▸ About this task
Please give the data below again in full, exactly as it stands.

▸ Data supplied
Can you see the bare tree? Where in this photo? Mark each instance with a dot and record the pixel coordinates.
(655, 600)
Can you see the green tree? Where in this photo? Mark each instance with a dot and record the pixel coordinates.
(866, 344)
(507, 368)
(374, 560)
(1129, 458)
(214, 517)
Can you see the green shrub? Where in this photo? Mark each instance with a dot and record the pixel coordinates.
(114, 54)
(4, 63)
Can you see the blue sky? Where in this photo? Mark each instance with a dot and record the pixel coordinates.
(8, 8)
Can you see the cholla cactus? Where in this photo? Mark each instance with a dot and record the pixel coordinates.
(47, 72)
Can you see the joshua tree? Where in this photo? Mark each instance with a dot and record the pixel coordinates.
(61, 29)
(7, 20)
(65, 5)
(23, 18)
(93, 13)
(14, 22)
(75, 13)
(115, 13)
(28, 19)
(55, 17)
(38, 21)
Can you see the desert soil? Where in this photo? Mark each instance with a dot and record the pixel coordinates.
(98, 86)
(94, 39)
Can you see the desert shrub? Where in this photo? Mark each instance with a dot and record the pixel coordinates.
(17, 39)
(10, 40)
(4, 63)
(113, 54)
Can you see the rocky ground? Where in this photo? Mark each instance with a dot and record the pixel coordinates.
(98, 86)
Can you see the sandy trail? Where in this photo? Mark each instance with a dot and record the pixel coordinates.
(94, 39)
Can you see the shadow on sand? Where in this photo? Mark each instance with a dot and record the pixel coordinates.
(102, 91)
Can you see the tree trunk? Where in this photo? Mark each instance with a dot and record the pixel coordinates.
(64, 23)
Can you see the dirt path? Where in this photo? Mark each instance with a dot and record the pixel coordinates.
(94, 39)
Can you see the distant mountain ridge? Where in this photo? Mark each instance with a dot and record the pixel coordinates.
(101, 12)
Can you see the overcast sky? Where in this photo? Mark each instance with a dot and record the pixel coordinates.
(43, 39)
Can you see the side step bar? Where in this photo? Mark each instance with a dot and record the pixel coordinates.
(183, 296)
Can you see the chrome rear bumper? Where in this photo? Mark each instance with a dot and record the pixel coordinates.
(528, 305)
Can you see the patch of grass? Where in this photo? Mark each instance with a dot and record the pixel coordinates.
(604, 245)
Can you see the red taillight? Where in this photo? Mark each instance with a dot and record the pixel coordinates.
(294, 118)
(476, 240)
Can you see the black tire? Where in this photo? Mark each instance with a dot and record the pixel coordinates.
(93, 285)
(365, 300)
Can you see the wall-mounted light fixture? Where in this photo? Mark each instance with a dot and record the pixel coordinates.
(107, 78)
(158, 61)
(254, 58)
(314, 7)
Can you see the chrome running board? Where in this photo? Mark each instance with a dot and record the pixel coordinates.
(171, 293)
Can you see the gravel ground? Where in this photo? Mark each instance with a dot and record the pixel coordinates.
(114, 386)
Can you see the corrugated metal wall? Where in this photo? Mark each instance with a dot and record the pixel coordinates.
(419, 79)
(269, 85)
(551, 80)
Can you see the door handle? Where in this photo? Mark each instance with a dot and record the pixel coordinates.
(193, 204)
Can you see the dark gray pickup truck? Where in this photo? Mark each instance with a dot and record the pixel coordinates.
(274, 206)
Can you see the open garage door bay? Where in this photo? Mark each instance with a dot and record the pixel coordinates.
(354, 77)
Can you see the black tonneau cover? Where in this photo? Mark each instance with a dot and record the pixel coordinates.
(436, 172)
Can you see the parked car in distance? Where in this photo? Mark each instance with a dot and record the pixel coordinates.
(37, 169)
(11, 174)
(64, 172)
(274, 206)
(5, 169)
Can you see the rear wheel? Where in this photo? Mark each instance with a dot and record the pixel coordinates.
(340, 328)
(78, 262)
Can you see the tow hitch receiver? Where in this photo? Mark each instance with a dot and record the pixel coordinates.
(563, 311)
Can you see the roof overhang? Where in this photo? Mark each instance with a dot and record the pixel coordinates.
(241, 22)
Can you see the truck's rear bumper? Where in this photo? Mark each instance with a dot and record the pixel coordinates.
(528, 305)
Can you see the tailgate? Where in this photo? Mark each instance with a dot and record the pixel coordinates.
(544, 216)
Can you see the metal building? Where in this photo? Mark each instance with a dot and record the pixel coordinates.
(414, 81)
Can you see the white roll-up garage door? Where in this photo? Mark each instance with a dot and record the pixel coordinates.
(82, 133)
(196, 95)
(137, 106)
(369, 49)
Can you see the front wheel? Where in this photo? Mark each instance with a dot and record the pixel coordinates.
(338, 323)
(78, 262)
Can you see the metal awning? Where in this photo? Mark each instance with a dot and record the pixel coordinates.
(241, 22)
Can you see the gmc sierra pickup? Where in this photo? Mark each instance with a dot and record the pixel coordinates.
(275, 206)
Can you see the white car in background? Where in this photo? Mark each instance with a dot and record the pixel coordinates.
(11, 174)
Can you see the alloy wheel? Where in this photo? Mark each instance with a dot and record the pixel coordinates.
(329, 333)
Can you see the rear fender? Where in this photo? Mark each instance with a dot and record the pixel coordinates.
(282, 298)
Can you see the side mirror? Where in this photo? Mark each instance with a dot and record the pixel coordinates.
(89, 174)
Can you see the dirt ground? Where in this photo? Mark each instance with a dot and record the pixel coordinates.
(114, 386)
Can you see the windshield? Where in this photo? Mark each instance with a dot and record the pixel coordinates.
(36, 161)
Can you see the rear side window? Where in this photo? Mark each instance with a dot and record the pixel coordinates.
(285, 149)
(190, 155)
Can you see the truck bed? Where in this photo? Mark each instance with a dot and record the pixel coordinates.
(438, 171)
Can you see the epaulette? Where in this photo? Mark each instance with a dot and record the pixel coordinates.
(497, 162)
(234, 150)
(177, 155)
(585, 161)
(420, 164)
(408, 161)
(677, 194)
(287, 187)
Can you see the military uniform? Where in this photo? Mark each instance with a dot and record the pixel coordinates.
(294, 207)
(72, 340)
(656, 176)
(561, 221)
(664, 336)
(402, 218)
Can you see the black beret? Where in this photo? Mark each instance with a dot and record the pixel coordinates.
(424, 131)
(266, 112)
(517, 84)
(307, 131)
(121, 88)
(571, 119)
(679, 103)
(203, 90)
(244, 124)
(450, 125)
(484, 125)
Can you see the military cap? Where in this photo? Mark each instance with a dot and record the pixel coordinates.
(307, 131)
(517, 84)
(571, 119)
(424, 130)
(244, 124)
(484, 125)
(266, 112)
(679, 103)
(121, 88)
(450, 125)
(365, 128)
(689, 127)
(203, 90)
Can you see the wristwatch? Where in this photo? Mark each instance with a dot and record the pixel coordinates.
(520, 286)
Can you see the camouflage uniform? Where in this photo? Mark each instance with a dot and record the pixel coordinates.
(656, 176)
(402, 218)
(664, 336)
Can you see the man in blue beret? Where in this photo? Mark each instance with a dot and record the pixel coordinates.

▸ Written solution
Can you see the bare tree? Where in this photo? Mark each instance with a dot and record the pixel coordinates.
(655, 600)
Can you see the green tree? Where in this photo? Mark each instance with a dot and record the pixel coordinates.
(866, 344)
(507, 368)
(374, 560)
(1129, 458)
(214, 517)
Can you see the green shrub? Where in this photo? Mark each instance with a dot and record the pixel coordinates.
(114, 54)
(4, 63)
Can you see the blue sky? Where in this photo? Mark each instance with a dot and record the pixel coordinates.
(8, 8)
Can you see the cholla cactus? Where in this photo? Mark each instance with a dot and record the pixel coordinates.
(47, 72)
Can you see the joshua tree? Where in this photo? Mark each instance with a dot and record the pixel coordinates.
(61, 29)
(7, 20)
(65, 5)
(23, 18)
(93, 13)
(14, 22)
(75, 13)
(115, 13)
(28, 19)
(55, 17)
(38, 21)
Can you see the desert soil? Where in this photo? Mark each instance with a dot and record the pixel coordinates.
(98, 86)
(94, 39)
Can you see the desert shrub? Where in this photo? Mark each instance with a dot and record the pixel coordinates.
(17, 39)
(10, 40)
(4, 63)
(113, 54)
Can you see the rocky ground? Where in this photo? Mark each instance with a dot and record the pixel coordinates.
(98, 86)
Can you see the sandy trail? Where in this photo? Mark each instance with a dot and record the pixel coordinates.
(94, 39)
Can you see the shadow on sand? Where in this photo? Mark each instance with a dot and record the pixel coordinates.
(102, 91)
Can you see the tree trunk? Where in this photo? Mark each instance with a dot and record the pixel coordinates.
(64, 23)
Can you see the dirt path? Where in this photo? Mark each instance with a dot and record the pixel coordinates.
(94, 39)
Can you see the distant mountain ridge? Where in this photo? Mark each instance with a dot and record the pixel coordinates.
(101, 12)
Can you see the overcast sky? Where in this photo? Mark each instance with a dot and record the pixel coordinates.
(43, 39)
Can you see the side step bar? Where in this photo? Mark each instance with a dot and record the pixel coordinates.
(183, 296)
Can you see the chrome rear bumper? Where in this photo? Mark each instance with a dot and record the pixel coordinates.
(528, 305)
Can you see the patch of grass? Where in this photo? Mark each instance with a dot and record the pixel coordinates.
(604, 245)
Can you see the red taillight? Where in this photo? Mark each instance with a dot and record the pixel coordinates.
(294, 118)
(476, 240)
Can you see the black tire? Where in this photo? Mark each instance with a dot and record the pixel coordinates.
(93, 285)
(365, 300)
Can you see the wall-mounted light fixture? Where in this photo? Mark each instance with a dot and record the pixel coordinates.
(107, 78)
(158, 61)
(254, 58)
(314, 7)
Can you see the chrome running board? Where in this photo? Mark each instance with a dot and record the pixel coordinates.
(171, 293)
Can you see the gravel ground? Where in this photo? Mark each instance with a dot and record the pixel coordinates.
(114, 386)
Can you see the corrugated metal wall? Where in this photo? Mark each instance with a dot and record the pixel coordinates.
(419, 79)
(269, 85)
(551, 80)
Can you see the door handle? Where in this photo? Mark each instance with a dot and record the pixel coordinates.
(193, 204)
Can you see the dark gray pickup truck? Where in this photo? Mark each instance with a dot and record the pixel coordinates.
(274, 206)
Can you see the open garage door bay? Where in this photo? Mark each instance with a dot and record the pixel coordinates.
(354, 77)
Can you see the black tonneau cover? Where in this photo? Mark each instance with a dot and record the pixel coordinates.
(436, 172)
Can you see the parked car in distance? Where in this photo? Mark each instance with a dot and record the pixel coordinates.
(37, 169)
(11, 174)
(64, 172)
(274, 206)
(5, 169)
Can you see the rear wheel? Where in this photo? Mark each instance with a dot and record the pixel coordinates.
(340, 328)
(78, 262)
Can you see the tow hitch receiver? Where in this photo? Mark each instance with a dot and record the pixel coordinates.
(563, 311)
Can you see the roof overhang? Where in this photo? Mark each instance with a dot and record the pixel coordinates.
(241, 22)
Can you see the truck's rear bumper? Where in this photo? Mark each instance with a dot and record the pixel coordinates.
(528, 305)
Can you see the tailgate? Where in this photo? Mark each instance with a dot and record the pixel coordinates.
(544, 216)
Can you see the metal building? Where in this photo? Mark each instance with a dot and record the pixel coordinates.
(414, 81)
Can you see the white roll-up garage door? Where in this photo? Mark each instance with a dot and record the pixel coordinates.
(82, 133)
(196, 95)
(137, 106)
(369, 49)
Can you see the front wheel? Where in this photo? Mark each instance with a dot and record the pixel coordinates.
(338, 323)
(78, 262)
Can you see the metal awning? Where in this photo? Mark each instance with a dot and record the pixel coordinates.
(241, 22)
Can you see the gmc sierra pickup? Where in this photo? Mark each instance with a dot and record the pixel coordinates.
(275, 206)
Can you see the white car in background? Where in this photo? Mark each instance with a dot and record the pixel coordinates.
(11, 174)
Can you see the alloy wheel? Where in this photo? Mark each instance with a dot and record the pixel coordinates.
(329, 333)
Can you see the rear fender? Where in this photo? Mark each instance with a dot and record the pixel coordinates.
(282, 298)
Can you see the side mirror? Where in this photo? Mark each instance with a dot and record the pixel coordinates.
(89, 174)
Can you see the dirt ground? Where in this photo? Mark each instance with a dot and record the pixel coordinates.
(114, 386)
Can you see the windshield? Where in this photo? Mark each instance with a dot and record the pixel coordinates.
(36, 161)
Can you see the rear side window? Where in this photo? Mark each instance with a dot and record the pixel coordinates.
(285, 149)
(190, 155)
Can you see the truck bed? Where in this photo? Mark each instance with a dot and record the pixel coordinates.
(438, 171)
Can you see the epaulette? Where in this photo? Mark each instance with a dot and record the pixel coordinates.
(497, 162)
(234, 150)
(177, 155)
(585, 161)
(420, 164)
(408, 161)
(677, 194)
(287, 187)
Can you see the military uniform? Where in this photo? Mark each instance with a dot and record the pixel coordinates.
(294, 207)
(72, 340)
(656, 176)
(561, 221)
(664, 336)
(402, 218)
Can you see the black beret? Where in this photo? Mark each instance with a dot and record the pixel coordinates.
(424, 131)
(266, 112)
(517, 84)
(307, 131)
(121, 88)
(571, 119)
(679, 103)
(203, 90)
(244, 124)
(450, 125)
(484, 125)
Can you see the military cap? Where in this photo? Mark each instance with a dot and record the pixel coordinates.
(307, 131)
(517, 84)
(571, 119)
(424, 130)
(244, 124)
(484, 125)
(266, 112)
(679, 103)
(121, 88)
(450, 125)
(365, 128)
(689, 127)
(203, 90)
Can you see the wristwatch? Where in this photo? Mark each instance with a dot and record the pixel coordinates.
(520, 286)
Can you see the camouflage uniform? Where in this photo? Mark each instance with a dot and record the pixel coordinates.
(656, 176)
(402, 218)
(664, 336)
Can you see the man in blue beret? Where in this photo? Mark each instance with a dot and record the pixel coordinates.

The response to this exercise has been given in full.